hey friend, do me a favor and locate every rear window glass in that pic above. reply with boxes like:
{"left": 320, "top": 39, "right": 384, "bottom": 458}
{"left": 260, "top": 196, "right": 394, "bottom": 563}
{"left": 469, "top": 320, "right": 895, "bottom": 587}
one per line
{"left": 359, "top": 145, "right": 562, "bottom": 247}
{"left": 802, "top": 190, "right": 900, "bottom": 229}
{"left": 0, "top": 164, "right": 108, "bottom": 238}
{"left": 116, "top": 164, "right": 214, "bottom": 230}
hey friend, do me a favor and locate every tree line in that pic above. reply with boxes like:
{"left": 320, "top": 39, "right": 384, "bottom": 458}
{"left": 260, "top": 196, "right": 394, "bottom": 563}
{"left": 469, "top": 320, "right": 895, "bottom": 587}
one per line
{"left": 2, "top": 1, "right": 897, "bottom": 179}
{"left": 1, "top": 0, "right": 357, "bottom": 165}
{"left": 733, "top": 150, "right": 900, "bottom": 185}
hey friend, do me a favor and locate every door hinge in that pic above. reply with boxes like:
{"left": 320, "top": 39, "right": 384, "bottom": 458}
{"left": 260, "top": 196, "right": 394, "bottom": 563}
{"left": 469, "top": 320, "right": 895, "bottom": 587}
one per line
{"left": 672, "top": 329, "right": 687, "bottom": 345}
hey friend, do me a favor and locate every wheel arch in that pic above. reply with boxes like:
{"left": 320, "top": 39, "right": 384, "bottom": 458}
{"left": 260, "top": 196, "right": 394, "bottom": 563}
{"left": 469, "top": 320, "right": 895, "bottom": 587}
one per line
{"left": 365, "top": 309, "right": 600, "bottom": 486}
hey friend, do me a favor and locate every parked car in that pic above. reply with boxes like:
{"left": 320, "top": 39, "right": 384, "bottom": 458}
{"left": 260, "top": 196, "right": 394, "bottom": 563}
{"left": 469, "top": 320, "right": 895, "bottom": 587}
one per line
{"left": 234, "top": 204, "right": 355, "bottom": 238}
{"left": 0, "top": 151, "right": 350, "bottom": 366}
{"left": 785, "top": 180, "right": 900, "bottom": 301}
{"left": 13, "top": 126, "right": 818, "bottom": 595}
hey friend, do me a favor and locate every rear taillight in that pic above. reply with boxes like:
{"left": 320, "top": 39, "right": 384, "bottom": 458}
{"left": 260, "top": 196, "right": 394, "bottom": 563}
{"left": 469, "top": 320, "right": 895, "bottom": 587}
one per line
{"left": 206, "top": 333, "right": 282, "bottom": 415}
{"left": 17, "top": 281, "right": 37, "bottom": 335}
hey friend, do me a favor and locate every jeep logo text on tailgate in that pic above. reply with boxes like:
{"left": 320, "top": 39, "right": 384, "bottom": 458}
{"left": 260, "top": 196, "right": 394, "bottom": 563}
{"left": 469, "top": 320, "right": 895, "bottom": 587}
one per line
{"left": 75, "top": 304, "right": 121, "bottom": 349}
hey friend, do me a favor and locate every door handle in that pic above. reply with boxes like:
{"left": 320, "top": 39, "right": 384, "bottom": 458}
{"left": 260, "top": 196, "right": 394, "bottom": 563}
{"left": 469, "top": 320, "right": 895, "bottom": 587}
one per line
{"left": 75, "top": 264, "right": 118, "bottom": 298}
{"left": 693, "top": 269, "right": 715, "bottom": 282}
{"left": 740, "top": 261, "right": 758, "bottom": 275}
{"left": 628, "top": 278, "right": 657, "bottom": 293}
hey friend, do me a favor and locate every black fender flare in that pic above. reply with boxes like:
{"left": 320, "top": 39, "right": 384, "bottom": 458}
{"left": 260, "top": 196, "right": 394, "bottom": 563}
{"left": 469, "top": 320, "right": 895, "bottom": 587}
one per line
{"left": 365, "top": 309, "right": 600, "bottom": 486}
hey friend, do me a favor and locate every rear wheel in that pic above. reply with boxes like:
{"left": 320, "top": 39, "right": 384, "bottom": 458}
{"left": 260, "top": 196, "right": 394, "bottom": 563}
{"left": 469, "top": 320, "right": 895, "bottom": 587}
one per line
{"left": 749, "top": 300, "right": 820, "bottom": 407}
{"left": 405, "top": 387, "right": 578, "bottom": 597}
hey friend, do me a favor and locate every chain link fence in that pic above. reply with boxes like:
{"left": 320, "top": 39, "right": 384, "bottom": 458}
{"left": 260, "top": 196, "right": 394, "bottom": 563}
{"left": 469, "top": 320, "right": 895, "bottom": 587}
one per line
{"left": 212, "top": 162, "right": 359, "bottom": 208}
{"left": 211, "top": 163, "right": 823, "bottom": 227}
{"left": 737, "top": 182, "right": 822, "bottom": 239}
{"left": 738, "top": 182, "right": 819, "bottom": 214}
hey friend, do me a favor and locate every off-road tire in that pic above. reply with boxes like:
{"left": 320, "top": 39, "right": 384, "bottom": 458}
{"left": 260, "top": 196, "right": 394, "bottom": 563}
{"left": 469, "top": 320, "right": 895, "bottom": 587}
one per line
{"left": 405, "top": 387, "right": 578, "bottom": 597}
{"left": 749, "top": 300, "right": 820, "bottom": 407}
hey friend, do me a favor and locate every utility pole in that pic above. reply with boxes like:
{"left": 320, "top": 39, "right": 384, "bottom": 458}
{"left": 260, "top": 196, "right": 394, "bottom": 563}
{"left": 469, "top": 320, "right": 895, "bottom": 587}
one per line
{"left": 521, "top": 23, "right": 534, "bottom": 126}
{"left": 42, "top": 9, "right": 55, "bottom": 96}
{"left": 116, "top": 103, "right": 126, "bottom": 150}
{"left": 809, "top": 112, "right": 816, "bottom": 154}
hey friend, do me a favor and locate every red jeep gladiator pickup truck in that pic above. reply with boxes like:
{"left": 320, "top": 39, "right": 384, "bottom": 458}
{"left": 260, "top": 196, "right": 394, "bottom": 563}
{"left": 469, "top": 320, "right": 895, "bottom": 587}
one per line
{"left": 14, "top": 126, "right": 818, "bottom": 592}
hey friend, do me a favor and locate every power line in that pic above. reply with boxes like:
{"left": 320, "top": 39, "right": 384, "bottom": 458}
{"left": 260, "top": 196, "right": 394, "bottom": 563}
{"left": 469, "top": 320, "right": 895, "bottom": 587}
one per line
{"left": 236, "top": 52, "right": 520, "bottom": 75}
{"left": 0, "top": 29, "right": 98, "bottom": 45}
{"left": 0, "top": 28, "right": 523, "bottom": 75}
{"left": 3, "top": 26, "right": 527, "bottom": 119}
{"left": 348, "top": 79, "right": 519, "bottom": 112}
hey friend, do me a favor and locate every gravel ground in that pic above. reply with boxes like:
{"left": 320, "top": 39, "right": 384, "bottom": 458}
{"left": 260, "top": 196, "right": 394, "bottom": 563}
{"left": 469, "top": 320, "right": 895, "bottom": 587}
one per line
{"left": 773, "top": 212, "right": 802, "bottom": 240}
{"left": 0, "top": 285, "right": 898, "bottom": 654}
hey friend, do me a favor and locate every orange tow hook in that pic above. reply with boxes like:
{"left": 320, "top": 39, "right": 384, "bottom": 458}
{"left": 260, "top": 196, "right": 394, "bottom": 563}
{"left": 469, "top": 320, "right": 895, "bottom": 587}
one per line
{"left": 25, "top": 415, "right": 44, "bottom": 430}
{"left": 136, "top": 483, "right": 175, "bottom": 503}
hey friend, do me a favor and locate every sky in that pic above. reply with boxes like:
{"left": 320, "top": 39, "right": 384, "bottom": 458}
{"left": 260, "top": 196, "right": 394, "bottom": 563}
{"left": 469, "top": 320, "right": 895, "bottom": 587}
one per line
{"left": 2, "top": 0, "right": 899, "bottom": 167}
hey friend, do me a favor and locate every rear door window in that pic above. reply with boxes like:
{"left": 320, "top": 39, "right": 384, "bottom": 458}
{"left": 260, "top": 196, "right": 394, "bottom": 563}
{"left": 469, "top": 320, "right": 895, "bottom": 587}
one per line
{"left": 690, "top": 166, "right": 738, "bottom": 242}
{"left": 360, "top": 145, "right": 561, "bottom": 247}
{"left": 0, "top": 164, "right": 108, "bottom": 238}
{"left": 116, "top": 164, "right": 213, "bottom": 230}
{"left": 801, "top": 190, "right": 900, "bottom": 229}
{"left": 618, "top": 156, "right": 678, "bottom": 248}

┄┄┄┄┄┄

Activity: Once you have counted the lines of the records that contain the word "window", give the count and nothing else.

The completed task: 2